>>
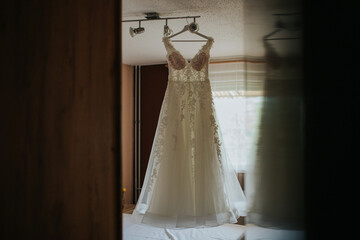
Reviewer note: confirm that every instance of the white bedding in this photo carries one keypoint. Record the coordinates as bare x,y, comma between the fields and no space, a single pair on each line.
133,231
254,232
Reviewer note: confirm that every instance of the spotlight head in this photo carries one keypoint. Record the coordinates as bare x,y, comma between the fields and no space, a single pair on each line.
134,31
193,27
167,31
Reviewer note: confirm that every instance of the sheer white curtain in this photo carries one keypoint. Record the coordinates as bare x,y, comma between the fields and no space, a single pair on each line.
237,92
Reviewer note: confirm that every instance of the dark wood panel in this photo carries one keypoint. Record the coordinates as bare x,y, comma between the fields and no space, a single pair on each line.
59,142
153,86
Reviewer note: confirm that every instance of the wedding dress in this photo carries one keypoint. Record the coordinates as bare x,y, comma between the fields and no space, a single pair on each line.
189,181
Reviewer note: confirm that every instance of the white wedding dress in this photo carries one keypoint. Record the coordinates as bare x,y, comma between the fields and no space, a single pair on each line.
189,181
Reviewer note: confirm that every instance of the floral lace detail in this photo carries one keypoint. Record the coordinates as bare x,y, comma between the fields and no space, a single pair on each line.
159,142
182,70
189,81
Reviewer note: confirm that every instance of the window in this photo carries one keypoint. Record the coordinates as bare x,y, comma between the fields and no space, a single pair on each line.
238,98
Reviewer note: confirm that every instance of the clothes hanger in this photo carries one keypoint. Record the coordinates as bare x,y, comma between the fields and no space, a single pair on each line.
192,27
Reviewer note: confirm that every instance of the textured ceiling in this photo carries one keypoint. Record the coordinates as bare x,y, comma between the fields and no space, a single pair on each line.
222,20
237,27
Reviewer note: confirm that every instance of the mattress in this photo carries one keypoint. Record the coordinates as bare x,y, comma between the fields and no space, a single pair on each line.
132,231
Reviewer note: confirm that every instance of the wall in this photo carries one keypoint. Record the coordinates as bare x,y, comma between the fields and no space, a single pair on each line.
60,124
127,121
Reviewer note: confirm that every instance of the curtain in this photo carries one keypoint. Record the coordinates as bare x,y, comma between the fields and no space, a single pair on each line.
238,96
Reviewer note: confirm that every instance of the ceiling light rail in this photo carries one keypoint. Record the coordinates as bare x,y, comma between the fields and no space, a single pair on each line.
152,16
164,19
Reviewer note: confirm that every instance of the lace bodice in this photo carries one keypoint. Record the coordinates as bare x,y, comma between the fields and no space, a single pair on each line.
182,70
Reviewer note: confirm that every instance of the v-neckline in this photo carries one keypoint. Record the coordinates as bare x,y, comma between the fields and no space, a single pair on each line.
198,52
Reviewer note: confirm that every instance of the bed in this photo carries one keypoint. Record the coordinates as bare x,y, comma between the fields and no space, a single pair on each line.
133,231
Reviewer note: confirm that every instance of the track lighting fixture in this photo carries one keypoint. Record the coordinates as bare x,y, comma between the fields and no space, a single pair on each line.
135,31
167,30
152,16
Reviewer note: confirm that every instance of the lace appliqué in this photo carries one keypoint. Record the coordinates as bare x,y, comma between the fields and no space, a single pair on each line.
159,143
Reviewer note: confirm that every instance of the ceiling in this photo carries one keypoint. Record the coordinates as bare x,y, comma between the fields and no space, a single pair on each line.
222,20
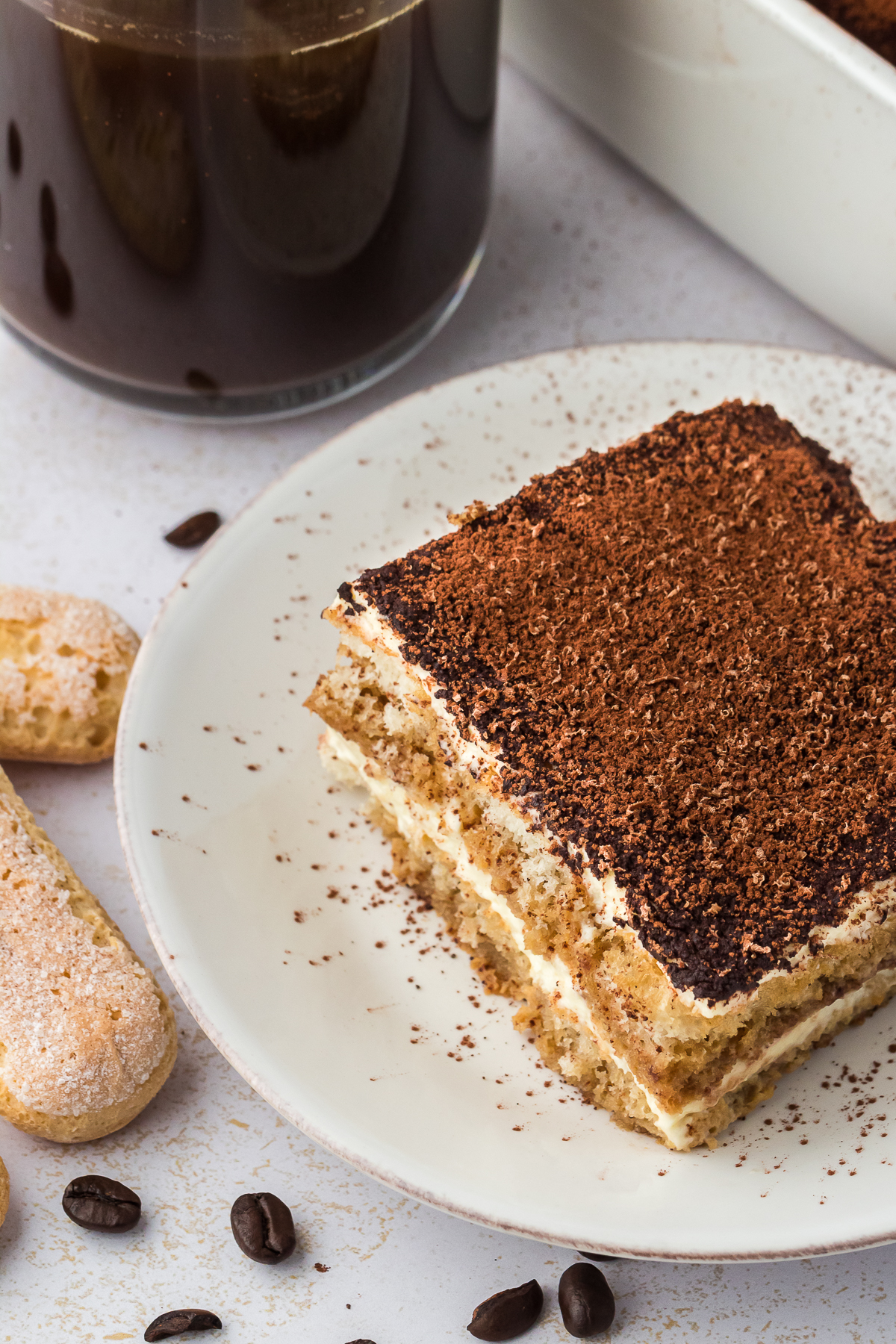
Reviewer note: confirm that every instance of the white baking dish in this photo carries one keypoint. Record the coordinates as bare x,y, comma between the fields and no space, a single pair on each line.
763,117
<<
§ **Instruction**: Convert everything from the line containing "Reviewer note: confirm that every instance of the v-neckline" down to the end of the material into a JSON list of strings, with one string per line and blank lines omitted. Leave the pictures out of the list.

§ **Result for this task**:
[
  "Reviewer note: confirm that every instance of the v-neckline in this photo carries one keypoint. Record the coordinates as bare x,y, comma between the fields and no space, a single pair on each line.",
  "198,52",
  "Reviewer note: confirm that every instance of the bed in this photo carries one keypoint. Record the coordinates as bare x,y, comma between the fields and no space, a single pair on each line.",
  "133,231",
  "Reviewer note: confirm that every instance of the track lighting fixture in this photo carries one keypoint. Record the coordinates as bare x,y, comma between the fields and no space, a single pair on each line.",
  "135,31",
  "167,30",
  "152,16",
  "Reviewer note: confirm that every instance of the lace appliqué in this photo carries one keypoint. Record the coordinates as bare x,y, comma between the fields and no space, a single pair on each line.",
  "159,143",
  "Reviewer note: confirm that every instance of the ceiling in this photo carries one keypoint. Record the coordinates as bare x,y, comma between the fields and no space, a single pair on each line.",
  "222,20",
  "Reviewer note: confirm that every instance of the white baking dish in this photo carries one keypoint. Record the coordinates as bare x,y, comma between the fields and no space, a single pair on each line.",
  "763,117"
]